Selected passage Start Marker
The mellower parts of the album soothed and flowed rocking us in a much gentler fashion before we got knocked for six and swept away as the barraging tumult breezed off the stage and swept us away. The sound was spot on and sounded brilliant but it still was not the perfect venue and if the band were as big here as they are in Europe they should really deserve a show somewhere a bit more prestigious. However that’s just an observation as there was nothing at all to fault about what we got from the piano cantata of ‘Black Sun’ through to the finale of ‘Raven Of Dispersion’ Once the album finished I had noted that the band were playing more and picking different numbers as they had been travelling across on tour adding a certain amount of mystery to things. In fact we got over and above things with the band continuing beyond even what I had seen on the stage set-list.
Selected passage End Marker
● Assigned task 1
Answer these questions from the concert review:
(a) How does the writer describe the sound?
(b) Which piece was the finale?
(c) What had the writer noted the band doing as they traveled on tour?
● Assigned task 2
Continue the concert review after its final sentence.
The material that comes after this text is not needed for the work here.
Input data Start Marker
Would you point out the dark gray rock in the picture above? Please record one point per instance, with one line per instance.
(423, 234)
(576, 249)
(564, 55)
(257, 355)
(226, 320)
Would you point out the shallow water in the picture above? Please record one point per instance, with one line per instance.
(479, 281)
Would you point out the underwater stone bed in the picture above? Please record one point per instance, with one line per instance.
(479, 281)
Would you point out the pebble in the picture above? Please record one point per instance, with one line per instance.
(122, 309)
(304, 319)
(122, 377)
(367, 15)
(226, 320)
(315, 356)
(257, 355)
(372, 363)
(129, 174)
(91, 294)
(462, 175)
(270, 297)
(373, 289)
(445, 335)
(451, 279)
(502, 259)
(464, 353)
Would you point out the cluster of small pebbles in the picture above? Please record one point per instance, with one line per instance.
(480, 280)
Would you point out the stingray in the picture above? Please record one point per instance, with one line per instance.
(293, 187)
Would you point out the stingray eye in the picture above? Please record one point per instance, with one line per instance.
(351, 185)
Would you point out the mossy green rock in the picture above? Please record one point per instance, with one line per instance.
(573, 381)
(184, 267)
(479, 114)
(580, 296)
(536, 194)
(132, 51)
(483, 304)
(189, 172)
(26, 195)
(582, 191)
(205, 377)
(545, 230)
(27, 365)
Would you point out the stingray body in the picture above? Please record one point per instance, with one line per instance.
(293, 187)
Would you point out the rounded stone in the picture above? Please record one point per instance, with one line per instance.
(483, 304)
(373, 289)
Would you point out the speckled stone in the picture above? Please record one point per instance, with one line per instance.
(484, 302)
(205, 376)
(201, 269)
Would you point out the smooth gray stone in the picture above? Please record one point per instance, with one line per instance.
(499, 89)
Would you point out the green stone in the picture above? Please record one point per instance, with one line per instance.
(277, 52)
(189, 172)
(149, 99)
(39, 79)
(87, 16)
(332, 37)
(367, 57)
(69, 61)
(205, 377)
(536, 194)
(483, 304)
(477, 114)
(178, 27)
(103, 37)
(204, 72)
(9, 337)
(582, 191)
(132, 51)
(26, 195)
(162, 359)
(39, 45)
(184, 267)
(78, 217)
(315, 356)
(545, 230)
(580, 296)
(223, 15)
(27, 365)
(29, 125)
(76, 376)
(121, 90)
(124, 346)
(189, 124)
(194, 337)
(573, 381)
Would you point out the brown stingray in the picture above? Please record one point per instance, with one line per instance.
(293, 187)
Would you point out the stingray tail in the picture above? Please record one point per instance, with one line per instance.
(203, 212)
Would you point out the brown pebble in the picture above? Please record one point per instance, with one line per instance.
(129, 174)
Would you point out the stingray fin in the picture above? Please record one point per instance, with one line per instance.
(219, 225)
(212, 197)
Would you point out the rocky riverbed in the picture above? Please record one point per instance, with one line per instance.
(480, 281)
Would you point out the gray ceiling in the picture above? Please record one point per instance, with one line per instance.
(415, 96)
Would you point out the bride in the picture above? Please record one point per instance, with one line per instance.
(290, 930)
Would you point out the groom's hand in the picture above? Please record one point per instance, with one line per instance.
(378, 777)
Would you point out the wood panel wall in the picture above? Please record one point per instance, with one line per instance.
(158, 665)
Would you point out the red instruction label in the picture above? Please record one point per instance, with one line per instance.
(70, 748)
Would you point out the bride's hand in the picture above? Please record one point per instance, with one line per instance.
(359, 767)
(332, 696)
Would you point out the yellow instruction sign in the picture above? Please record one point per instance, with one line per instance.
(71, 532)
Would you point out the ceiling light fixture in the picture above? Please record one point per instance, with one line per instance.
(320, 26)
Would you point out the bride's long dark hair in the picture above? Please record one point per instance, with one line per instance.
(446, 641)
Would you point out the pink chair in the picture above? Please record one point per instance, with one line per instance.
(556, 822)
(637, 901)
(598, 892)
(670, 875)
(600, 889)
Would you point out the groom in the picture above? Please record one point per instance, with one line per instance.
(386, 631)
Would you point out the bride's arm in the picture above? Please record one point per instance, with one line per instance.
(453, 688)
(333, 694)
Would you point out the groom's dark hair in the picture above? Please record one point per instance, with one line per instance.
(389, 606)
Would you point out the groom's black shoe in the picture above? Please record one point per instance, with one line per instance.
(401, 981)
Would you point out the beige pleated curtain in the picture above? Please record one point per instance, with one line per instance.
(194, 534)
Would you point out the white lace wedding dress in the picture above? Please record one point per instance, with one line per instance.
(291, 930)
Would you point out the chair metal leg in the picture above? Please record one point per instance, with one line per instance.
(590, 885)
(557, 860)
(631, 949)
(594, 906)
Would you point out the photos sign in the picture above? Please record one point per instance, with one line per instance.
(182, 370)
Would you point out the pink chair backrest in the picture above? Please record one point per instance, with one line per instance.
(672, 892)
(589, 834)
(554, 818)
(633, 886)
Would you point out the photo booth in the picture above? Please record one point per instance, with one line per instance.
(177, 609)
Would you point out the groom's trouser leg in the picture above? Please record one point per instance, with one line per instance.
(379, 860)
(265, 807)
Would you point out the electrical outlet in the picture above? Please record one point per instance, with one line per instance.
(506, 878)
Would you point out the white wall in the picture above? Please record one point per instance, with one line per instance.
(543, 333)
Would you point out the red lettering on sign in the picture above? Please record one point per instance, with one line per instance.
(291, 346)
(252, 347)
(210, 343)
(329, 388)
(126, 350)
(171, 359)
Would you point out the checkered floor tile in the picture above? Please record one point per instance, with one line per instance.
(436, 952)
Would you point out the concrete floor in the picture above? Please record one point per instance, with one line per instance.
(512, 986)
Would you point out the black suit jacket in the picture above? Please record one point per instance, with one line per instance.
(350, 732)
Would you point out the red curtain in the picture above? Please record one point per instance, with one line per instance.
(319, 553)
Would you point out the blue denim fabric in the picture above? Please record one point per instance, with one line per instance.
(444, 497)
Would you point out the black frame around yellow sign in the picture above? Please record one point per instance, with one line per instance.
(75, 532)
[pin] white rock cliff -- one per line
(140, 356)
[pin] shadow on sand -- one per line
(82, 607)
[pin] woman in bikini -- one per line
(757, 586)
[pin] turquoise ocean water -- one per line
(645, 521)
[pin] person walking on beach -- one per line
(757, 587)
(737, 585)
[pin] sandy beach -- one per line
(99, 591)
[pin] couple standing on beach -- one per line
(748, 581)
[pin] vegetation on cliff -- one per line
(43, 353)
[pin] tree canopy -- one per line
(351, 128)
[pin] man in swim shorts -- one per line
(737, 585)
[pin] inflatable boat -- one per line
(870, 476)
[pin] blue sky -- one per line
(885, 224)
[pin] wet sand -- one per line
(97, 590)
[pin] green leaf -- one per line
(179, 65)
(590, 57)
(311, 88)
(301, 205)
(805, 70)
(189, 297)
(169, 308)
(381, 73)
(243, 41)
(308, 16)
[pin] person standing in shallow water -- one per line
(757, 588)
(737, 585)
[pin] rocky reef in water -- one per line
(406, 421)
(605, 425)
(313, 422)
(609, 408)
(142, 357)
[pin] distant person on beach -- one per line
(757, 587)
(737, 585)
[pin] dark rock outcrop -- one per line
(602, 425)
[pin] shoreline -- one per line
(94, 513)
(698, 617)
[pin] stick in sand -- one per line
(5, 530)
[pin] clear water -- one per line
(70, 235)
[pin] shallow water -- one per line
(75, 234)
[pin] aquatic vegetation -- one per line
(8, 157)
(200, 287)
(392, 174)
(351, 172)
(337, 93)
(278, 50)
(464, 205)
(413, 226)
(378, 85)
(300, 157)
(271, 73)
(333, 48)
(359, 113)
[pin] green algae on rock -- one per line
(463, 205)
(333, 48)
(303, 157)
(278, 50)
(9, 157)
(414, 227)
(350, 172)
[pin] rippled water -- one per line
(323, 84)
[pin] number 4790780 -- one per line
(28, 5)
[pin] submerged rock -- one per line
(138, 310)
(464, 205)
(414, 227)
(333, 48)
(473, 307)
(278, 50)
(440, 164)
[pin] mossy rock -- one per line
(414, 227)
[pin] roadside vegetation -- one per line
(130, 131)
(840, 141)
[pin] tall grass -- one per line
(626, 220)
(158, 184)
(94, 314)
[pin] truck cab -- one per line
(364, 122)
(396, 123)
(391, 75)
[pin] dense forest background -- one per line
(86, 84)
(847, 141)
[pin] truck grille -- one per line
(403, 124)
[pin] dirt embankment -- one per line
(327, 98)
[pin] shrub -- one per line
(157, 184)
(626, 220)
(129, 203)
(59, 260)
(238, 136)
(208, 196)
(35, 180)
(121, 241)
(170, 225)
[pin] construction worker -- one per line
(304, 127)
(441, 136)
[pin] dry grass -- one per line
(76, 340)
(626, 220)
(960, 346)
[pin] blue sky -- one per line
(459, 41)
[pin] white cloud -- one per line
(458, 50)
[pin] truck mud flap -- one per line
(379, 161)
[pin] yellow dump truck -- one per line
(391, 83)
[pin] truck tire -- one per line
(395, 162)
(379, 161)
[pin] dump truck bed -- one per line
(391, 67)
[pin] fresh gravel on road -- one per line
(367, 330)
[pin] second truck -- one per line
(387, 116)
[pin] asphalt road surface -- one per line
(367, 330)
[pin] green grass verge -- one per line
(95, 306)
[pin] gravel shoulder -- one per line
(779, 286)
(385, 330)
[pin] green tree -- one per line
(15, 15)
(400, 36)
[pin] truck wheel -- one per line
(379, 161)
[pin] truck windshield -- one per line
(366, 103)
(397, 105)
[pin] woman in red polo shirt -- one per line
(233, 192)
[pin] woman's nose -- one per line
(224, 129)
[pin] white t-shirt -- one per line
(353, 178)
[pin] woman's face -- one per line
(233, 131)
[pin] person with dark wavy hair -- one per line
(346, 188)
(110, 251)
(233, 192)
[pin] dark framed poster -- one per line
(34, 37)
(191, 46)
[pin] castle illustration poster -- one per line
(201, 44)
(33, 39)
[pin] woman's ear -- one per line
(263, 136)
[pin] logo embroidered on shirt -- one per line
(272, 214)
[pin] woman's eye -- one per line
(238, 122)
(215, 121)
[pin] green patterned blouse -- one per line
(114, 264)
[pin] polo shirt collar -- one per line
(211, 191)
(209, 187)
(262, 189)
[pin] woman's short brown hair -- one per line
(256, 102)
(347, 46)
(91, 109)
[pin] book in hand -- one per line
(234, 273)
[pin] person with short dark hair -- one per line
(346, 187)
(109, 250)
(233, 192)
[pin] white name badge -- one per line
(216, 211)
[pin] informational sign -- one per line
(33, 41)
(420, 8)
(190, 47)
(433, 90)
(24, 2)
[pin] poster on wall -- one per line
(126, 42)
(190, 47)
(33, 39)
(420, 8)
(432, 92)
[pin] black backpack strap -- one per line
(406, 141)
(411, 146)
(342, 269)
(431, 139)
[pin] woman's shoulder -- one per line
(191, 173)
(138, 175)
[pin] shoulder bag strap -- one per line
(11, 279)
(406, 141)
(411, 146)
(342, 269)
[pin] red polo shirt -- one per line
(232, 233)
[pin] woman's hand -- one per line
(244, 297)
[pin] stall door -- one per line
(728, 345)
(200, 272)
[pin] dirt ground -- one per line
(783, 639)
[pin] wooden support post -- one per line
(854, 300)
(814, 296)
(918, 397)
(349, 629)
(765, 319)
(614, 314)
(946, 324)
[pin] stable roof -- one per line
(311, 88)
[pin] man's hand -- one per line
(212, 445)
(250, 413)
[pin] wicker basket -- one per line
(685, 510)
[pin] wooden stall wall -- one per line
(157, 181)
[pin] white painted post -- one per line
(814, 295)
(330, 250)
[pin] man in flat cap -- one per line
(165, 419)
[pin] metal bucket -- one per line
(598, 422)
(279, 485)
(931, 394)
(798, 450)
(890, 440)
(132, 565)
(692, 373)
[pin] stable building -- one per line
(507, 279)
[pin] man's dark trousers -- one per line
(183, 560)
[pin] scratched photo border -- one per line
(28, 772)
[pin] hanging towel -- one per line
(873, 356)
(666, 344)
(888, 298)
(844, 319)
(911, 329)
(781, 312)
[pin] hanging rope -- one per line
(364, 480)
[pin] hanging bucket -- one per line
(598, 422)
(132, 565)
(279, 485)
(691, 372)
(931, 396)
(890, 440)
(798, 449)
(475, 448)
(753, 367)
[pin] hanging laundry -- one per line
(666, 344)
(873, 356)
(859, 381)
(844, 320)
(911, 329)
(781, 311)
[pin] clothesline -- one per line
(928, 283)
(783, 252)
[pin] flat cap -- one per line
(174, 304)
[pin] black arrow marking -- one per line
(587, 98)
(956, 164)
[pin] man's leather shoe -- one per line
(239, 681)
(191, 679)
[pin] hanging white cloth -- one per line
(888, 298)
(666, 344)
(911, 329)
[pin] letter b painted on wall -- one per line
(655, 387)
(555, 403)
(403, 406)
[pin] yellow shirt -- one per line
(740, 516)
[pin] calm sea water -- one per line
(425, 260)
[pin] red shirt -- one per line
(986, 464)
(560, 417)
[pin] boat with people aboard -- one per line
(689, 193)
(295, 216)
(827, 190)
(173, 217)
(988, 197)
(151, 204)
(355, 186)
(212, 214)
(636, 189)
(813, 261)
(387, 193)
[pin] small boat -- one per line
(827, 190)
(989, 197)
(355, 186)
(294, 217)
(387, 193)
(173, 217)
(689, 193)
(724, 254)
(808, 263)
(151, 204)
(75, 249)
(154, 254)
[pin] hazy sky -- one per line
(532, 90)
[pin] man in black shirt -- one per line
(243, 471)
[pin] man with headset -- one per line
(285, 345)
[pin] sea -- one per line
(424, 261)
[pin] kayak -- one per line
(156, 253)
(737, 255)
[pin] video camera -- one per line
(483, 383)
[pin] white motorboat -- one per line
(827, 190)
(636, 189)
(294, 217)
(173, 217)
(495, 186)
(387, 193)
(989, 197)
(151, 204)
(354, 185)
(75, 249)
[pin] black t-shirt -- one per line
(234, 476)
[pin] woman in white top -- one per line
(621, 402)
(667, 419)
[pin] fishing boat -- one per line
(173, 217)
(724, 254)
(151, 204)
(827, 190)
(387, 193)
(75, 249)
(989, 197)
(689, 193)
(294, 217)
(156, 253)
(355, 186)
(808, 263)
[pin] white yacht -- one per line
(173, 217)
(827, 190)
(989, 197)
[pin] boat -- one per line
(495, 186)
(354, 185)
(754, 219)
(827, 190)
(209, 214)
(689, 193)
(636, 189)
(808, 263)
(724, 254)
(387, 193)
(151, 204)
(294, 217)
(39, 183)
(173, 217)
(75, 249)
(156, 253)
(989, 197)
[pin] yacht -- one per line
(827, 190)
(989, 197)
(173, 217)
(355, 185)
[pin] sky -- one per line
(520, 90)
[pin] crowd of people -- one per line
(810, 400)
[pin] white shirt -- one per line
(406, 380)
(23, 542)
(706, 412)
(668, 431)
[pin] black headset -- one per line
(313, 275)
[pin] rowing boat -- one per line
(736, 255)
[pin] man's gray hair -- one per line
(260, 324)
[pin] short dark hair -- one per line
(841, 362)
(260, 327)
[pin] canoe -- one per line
Input data End Marker
● Answer area 1
(a) Spot on and brilliant.
(b) 'Raven Of Dispersion'.
(c) Playing more and picking different numbers.

● Answer area 2
They firstly went into a bit of a rock opera segment with some new numbers some of which like ‘End Of Dynasty’ I have to admit to being a bit too much for me in the pompous vocal stakes. Female vocals took over on Who’s Your God and were equally pitched a bit too high for comfort. It’s difficult to gauge brand new material on first encounter and perhaps coming back to it on release may make me understand it better. I also picked up ‘Les Fleurs du Mal’ at the show that they were kindly selling for just £5 signed and have yet to hear that. Therion are certainly showing their versatile side of late though. For the moment I needed more comfortable ground and gladly got that with the metal on overkill with the rock out of ‘Flesh Of The Gods,’ which picked things up and had everyone clapping along. We had to get dipped into ‘Theli’ and for many the storming ‘Invocation Of Naamah’ and ‘To Mega Therion’ were no doubt highlights of the show. Having well and truly given their all and delivered a set beyond expectations they finally had to finish on the cusp of the venue curfew with an unexpected ‘Lemuria.’ One got the feeling that if they could the band would have continued playing even longer but it was a suitable finale, finishing for me 2013’s gigs on a high.